### CONSIGNES DE TRAVAIL
Reproduisez sans aucune modification les lignes des données ci-dessous, en partant de la ligne qui contient « Target: blue patterned necktie » et en allant jusqu'à la ligne qui contient « (1023, 835) », ces deux lignes comprises.

### DONNÉES FOURNIES
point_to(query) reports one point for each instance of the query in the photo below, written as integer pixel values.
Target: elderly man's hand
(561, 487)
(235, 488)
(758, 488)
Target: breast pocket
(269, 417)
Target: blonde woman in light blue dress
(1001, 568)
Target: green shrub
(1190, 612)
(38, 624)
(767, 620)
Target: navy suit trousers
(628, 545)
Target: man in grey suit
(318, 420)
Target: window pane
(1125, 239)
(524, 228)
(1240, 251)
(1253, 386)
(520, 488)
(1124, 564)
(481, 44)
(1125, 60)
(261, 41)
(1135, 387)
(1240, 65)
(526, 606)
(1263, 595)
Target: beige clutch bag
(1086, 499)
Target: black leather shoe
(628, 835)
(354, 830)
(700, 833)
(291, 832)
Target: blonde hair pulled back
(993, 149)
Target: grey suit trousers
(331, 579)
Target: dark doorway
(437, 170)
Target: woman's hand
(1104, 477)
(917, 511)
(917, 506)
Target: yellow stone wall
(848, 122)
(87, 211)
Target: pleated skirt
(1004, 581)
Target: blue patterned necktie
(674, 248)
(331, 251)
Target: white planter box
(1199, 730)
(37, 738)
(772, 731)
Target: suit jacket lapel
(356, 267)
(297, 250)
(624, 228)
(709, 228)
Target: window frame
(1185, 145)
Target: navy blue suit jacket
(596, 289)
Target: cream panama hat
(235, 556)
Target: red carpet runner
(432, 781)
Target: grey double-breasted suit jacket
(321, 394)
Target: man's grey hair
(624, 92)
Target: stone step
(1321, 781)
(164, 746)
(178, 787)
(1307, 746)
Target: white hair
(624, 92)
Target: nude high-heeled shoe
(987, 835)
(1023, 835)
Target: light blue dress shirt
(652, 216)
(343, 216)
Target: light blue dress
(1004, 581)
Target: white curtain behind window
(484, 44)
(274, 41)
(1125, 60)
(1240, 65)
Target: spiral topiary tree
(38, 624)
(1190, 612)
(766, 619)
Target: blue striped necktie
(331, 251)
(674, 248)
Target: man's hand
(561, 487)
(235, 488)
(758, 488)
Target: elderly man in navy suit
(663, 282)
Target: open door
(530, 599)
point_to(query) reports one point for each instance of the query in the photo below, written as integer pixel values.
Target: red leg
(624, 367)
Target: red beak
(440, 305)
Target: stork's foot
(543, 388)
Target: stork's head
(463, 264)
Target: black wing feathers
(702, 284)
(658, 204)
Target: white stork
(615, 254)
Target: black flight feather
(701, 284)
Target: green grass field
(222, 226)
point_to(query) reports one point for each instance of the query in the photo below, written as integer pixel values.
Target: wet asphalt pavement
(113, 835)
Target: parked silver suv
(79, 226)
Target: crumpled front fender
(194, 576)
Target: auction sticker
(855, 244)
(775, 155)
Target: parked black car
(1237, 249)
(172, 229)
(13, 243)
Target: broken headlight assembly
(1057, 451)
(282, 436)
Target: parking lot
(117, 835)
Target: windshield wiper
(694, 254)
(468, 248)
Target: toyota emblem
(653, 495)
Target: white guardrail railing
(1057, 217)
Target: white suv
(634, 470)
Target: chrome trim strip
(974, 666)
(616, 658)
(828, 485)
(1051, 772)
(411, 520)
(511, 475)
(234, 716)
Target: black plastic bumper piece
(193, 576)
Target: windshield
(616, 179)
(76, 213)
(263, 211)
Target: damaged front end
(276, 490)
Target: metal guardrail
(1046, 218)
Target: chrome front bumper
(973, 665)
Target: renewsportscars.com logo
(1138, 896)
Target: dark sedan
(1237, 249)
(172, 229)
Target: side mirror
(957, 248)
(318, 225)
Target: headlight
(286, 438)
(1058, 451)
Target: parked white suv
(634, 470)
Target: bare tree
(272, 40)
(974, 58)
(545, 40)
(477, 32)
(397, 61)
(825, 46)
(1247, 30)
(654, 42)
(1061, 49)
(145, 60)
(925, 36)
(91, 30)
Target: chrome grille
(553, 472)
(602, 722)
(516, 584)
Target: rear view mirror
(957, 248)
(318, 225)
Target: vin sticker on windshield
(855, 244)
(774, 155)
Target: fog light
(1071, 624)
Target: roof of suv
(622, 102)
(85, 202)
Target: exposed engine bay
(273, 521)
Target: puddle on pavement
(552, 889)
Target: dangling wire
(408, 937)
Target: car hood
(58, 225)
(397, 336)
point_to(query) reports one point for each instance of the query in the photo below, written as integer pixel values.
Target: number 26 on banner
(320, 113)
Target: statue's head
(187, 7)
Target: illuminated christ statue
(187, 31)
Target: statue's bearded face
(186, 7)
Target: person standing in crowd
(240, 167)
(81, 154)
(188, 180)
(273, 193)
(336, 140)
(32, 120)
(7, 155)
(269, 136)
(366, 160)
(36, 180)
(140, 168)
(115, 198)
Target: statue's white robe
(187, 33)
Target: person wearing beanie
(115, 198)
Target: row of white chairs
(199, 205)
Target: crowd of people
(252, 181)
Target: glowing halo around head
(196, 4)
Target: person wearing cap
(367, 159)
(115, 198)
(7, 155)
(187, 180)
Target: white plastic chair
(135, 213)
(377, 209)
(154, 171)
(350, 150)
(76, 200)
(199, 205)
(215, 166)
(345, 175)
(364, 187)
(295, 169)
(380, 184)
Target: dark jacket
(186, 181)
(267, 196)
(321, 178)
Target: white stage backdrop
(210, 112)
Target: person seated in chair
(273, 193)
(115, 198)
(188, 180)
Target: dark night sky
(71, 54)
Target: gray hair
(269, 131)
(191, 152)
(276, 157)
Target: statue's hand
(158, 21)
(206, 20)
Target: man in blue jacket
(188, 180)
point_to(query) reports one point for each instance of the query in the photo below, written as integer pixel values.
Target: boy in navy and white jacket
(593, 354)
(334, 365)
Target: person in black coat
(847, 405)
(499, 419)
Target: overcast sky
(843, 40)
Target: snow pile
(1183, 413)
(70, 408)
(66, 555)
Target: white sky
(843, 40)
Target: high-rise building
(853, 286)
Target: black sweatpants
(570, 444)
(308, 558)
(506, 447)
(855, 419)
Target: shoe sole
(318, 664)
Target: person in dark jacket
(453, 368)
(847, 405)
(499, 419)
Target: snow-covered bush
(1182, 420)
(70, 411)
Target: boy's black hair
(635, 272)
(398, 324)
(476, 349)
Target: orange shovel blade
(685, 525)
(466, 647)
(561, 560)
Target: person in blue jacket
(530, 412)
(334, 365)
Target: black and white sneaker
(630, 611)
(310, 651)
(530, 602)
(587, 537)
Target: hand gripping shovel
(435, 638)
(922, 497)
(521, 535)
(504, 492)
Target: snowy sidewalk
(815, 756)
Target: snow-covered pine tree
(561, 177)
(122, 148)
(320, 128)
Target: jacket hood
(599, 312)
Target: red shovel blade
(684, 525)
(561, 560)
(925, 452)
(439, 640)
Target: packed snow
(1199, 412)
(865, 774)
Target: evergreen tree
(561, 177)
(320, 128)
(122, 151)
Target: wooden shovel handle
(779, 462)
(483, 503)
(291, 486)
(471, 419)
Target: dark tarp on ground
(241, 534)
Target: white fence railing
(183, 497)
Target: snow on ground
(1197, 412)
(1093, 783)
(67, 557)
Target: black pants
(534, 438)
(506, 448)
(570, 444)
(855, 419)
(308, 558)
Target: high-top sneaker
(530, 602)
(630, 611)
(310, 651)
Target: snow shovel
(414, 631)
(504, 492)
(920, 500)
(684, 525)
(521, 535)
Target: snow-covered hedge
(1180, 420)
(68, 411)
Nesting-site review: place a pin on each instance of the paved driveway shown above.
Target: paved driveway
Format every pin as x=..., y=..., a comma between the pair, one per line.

### RÉPONSE
Target: blue patterned necktie
(674, 248)
(331, 251)
Target: white planter box
(1199, 730)
(37, 738)
(772, 731)
Target: suit jacket lapel
(356, 267)
(297, 250)
(624, 228)
(709, 228)
Target: window frame
(1185, 145)
Target: navy blue suit jacket
(596, 289)
Target: cream panama hat
(235, 556)
Target: red carpet runner
(432, 781)
Target: grey double-breasted suit jacket
(321, 394)
Target: man's grey hair
(624, 92)
Target: stone step
(1321, 781)
(164, 746)
(178, 787)
(1307, 746)
Target: white hair
(624, 92)
Target: nude high-heeled shoe
(987, 835)
(1023, 835)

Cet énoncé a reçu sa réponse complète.